- **TASK BRIEF**
Put every line of the listing below, from its first line through the line containing "[217, 214, 229, 228]", inclusive, into a numbered list. Omit blank lines and the pictures.

Recorded data
● ● ● ● ●

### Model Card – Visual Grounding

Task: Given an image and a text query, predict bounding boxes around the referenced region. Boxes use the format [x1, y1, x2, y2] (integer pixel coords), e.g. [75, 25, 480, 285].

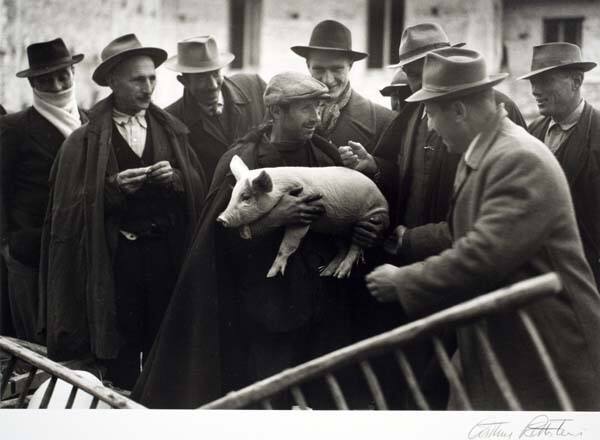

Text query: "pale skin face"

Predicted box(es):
[177, 69, 223, 112]
[529, 70, 583, 121]
[108, 55, 156, 115]
[29, 66, 75, 93]
[306, 50, 352, 99]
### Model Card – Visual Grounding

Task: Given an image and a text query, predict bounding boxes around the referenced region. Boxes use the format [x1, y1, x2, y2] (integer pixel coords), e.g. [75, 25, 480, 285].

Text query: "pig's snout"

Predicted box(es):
[217, 214, 229, 228]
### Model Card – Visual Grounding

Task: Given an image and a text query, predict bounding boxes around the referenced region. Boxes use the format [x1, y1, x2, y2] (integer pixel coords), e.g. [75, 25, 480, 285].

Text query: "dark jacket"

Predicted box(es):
[165, 73, 265, 183]
[529, 103, 600, 285]
[39, 96, 206, 360]
[373, 90, 526, 261]
[132, 125, 341, 409]
[327, 90, 395, 152]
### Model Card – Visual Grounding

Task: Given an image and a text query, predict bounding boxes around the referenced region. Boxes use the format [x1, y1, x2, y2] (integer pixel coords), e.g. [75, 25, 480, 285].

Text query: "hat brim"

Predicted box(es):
[92, 47, 168, 86]
[385, 43, 467, 69]
[290, 46, 369, 61]
[517, 61, 597, 79]
[17, 53, 84, 78]
[405, 73, 508, 102]
[379, 84, 410, 96]
[165, 52, 235, 73]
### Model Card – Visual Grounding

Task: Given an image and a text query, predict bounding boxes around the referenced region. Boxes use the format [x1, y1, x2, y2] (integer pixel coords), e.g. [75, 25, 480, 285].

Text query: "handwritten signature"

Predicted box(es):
[467, 415, 583, 440]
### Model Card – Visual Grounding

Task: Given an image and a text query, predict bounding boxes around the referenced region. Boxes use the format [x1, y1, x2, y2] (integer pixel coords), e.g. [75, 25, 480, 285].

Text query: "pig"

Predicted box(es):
[217, 155, 389, 278]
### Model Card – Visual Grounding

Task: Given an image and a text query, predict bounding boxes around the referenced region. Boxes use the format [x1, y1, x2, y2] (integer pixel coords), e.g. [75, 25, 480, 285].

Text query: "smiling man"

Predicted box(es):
[519, 43, 600, 285]
[40, 34, 206, 389]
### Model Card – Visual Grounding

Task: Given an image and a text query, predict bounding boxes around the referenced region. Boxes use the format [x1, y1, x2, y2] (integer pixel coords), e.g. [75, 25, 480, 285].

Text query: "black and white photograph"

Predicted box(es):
[0, 0, 600, 440]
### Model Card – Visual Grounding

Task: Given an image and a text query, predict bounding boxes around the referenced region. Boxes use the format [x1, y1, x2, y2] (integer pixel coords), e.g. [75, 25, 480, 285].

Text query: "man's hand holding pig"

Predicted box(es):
[365, 264, 398, 302]
[338, 141, 377, 177]
[115, 167, 148, 194]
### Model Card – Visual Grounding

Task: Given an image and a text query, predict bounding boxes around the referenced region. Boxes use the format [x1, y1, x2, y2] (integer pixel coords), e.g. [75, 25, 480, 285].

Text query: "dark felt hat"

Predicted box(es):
[165, 35, 235, 73]
[518, 43, 596, 79]
[263, 72, 330, 105]
[387, 23, 465, 69]
[291, 20, 368, 61]
[17, 38, 83, 78]
[406, 47, 508, 102]
[379, 69, 410, 96]
[92, 34, 167, 86]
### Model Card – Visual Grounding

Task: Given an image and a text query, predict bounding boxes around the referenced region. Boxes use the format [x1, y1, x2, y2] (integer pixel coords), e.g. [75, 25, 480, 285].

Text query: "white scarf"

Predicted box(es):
[33, 87, 81, 137]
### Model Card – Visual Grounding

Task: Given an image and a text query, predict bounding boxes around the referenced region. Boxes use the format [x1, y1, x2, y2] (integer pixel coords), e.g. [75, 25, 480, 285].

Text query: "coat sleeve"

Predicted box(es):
[395, 149, 569, 316]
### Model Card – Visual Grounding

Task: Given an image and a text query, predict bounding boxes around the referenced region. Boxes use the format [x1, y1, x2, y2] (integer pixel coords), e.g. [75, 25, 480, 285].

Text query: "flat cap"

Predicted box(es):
[263, 72, 330, 105]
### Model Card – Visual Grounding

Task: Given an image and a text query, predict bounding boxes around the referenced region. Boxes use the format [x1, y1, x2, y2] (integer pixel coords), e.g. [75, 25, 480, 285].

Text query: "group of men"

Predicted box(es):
[0, 20, 600, 409]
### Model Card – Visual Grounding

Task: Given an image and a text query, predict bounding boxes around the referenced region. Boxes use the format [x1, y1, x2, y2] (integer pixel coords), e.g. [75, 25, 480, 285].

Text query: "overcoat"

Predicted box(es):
[384, 110, 600, 410]
[324, 90, 395, 152]
[165, 73, 265, 183]
[38, 95, 206, 360]
[529, 103, 600, 286]
[132, 125, 341, 409]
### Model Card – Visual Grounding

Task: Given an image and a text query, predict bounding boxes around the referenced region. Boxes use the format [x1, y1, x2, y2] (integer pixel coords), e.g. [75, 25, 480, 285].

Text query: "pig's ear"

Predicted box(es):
[252, 170, 273, 193]
[229, 154, 248, 180]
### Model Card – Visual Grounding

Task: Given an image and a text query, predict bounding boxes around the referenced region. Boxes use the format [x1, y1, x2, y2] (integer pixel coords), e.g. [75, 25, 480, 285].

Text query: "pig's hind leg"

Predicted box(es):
[267, 225, 310, 278]
[333, 243, 362, 278]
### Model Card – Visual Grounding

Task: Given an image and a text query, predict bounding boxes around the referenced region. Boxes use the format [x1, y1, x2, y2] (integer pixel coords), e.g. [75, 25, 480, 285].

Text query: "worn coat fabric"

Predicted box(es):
[132, 127, 341, 408]
[0, 107, 87, 340]
[39, 96, 206, 360]
[529, 103, 600, 286]
[318, 90, 395, 152]
[373, 90, 526, 262]
[165, 73, 265, 183]
[386, 111, 600, 410]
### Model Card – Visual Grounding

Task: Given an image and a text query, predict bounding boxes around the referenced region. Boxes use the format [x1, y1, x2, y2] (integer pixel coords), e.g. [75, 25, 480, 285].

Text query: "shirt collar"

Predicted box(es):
[548, 99, 585, 131]
[112, 107, 148, 128]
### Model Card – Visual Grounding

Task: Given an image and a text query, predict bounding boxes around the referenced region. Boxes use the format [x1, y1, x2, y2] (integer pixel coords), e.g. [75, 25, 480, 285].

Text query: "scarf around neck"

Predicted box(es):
[321, 81, 352, 136]
[33, 87, 81, 138]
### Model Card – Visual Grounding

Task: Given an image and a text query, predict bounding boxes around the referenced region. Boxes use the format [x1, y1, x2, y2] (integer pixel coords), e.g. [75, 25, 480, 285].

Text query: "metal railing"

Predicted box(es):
[201, 273, 573, 411]
[0, 336, 144, 409]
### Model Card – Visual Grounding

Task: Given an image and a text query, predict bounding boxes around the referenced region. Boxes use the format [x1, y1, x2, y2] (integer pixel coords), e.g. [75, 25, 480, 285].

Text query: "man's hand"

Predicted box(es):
[352, 216, 385, 249]
[338, 141, 377, 176]
[115, 167, 148, 194]
[148, 160, 173, 186]
[269, 187, 325, 226]
[365, 264, 398, 302]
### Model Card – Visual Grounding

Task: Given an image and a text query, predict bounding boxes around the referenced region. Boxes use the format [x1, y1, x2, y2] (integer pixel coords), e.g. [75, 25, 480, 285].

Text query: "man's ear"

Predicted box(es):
[252, 170, 273, 193]
[229, 154, 248, 180]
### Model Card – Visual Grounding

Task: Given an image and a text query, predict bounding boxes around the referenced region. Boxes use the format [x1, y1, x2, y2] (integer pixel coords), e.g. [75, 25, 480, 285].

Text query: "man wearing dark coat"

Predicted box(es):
[367, 48, 600, 411]
[133, 73, 380, 408]
[0, 38, 87, 342]
[40, 34, 206, 389]
[520, 43, 600, 285]
[291, 20, 394, 151]
[165, 35, 265, 182]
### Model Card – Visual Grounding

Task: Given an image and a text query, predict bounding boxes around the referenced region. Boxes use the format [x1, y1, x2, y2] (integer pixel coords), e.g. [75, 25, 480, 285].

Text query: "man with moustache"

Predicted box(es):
[165, 35, 265, 182]
[519, 43, 600, 285]
[0, 38, 87, 342]
[40, 34, 206, 389]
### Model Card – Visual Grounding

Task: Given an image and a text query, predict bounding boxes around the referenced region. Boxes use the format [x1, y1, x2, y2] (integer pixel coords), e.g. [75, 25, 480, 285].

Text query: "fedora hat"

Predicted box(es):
[517, 43, 596, 79]
[387, 23, 465, 69]
[17, 38, 83, 78]
[165, 35, 235, 73]
[92, 34, 167, 86]
[379, 69, 409, 96]
[291, 20, 369, 61]
[406, 47, 508, 102]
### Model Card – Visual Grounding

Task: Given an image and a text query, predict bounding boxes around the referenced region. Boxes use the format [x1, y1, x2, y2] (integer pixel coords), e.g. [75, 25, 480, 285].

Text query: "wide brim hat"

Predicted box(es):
[379, 70, 410, 96]
[17, 38, 84, 78]
[517, 43, 596, 79]
[386, 23, 465, 69]
[290, 20, 369, 61]
[92, 34, 168, 86]
[165, 35, 235, 73]
[406, 47, 508, 102]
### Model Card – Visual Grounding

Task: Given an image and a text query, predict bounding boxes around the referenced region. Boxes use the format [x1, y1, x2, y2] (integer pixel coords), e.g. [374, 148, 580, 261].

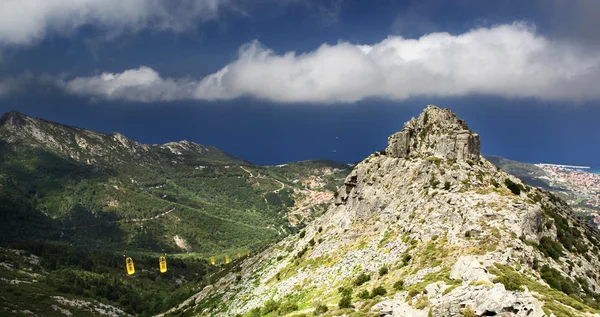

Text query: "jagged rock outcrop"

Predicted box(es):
[387, 105, 481, 161]
[162, 106, 600, 317]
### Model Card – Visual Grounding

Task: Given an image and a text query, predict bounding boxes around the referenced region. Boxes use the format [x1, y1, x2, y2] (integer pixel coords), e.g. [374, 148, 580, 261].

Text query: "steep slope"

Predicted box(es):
[0, 112, 347, 255]
[170, 106, 600, 317]
[0, 112, 349, 316]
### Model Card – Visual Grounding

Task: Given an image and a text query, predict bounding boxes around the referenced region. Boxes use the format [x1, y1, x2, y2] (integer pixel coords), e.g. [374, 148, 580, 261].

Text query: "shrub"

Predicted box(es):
[338, 296, 352, 308]
[538, 237, 563, 260]
[358, 290, 371, 299]
[541, 265, 579, 295]
[371, 286, 387, 298]
[394, 280, 404, 291]
[338, 287, 352, 297]
[315, 303, 329, 315]
[402, 253, 412, 266]
[262, 299, 279, 315]
[250, 307, 262, 317]
[461, 306, 477, 317]
[279, 302, 298, 315]
[379, 265, 389, 276]
[408, 289, 421, 298]
[354, 273, 371, 286]
[493, 276, 523, 291]
[504, 178, 524, 196]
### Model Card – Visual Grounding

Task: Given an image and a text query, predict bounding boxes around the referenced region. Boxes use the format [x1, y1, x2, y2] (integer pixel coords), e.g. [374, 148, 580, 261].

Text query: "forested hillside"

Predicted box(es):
[0, 112, 349, 315]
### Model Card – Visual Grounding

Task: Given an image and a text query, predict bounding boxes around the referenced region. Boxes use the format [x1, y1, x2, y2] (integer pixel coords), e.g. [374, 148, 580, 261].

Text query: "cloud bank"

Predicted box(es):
[61, 23, 600, 103]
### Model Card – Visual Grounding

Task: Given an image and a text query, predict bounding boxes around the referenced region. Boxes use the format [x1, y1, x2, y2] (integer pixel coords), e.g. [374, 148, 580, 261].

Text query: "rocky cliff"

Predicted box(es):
[165, 106, 600, 317]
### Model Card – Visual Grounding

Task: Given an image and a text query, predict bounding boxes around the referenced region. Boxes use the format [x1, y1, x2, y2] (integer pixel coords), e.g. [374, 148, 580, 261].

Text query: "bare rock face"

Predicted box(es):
[387, 105, 481, 161]
[165, 106, 600, 317]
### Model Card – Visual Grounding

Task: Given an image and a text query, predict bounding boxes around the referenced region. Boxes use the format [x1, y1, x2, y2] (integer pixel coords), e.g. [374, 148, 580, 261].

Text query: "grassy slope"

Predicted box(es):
[0, 111, 348, 316]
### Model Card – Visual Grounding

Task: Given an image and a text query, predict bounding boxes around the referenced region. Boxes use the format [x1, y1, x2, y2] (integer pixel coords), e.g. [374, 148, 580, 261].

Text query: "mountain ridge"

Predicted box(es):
[169, 106, 600, 317]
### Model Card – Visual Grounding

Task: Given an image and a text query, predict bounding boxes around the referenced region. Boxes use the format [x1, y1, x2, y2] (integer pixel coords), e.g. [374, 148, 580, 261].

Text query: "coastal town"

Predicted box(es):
[536, 164, 600, 228]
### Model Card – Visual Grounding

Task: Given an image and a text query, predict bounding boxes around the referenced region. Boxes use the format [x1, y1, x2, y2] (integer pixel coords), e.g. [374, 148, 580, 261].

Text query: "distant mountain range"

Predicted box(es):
[166, 105, 600, 317]
[0, 112, 349, 256]
[0, 107, 597, 316]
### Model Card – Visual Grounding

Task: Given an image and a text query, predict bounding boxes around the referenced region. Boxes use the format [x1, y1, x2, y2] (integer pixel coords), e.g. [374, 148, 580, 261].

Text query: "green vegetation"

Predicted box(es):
[315, 302, 329, 316]
[371, 286, 387, 298]
[0, 114, 349, 316]
[353, 273, 371, 286]
[504, 178, 525, 196]
[0, 242, 223, 316]
[379, 264, 389, 276]
[538, 237, 563, 260]
[393, 280, 404, 291]
[541, 265, 579, 295]
[542, 205, 588, 255]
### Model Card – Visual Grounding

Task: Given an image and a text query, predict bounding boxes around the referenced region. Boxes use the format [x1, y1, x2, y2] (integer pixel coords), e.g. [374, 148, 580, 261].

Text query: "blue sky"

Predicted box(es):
[0, 0, 600, 166]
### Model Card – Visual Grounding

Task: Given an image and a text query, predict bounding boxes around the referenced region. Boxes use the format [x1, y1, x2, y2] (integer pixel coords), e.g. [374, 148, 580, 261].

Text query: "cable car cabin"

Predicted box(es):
[125, 258, 135, 275]
[158, 256, 167, 273]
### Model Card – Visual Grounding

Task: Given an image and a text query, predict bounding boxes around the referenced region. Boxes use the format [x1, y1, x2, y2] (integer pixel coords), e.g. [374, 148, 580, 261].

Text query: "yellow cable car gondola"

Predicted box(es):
[125, 258, 135, 275]
[158, 256, 167, 273]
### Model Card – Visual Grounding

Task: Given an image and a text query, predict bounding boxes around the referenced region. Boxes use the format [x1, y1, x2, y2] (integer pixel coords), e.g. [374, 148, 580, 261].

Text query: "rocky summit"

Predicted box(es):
[167, 106, 600, 317]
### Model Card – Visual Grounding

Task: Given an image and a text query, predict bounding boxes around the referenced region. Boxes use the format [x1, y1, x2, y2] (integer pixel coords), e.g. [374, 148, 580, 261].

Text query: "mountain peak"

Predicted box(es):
[386, 105, 481, 161]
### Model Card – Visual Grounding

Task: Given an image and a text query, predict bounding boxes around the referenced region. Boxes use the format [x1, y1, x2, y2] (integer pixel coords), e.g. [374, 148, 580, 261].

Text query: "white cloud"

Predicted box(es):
[64, 23, 600, 103]
[0, 0, 229, 45]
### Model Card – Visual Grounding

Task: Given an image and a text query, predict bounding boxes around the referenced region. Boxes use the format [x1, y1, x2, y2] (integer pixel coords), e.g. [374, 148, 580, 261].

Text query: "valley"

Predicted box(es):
[0, 106, 600, 317]
[0, 112, 349, 316]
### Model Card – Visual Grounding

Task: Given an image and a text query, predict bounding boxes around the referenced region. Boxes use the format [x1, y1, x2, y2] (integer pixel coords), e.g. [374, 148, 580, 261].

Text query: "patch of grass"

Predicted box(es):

● ● ● ● ●

- **EXERCISE SOLUTION**
1. ### Model Card – Visual Grounding
2. Task: Given an image and a text query, predict bounding boxes around the referenced region. Boxes use the format [x1, y1, x2, y2] (integer pixel coords), e.g. [75, 25, 480, 285].
3. Text query: "pale skin face"
4. Predicted box(es):
5. [177, 69, 223, 112]
6. [529, 70, 583, 121]
7. [108, 55, 156, 115]
8. [29, 66, 75, 93]
9. [306, 50, 352, 99]
10. ### Model Card – Visual Grounding
11. Task: Given an image and a text query, predict bounding boxes around the referenced region. Boxes use the format [x1, y1, x2, y2] (integer pixel coords), e.g. [75, 25, 480, 285].
12. Text query: "pig's snout"
13. Predicted box(es):
14. [217, 214, 229, 228]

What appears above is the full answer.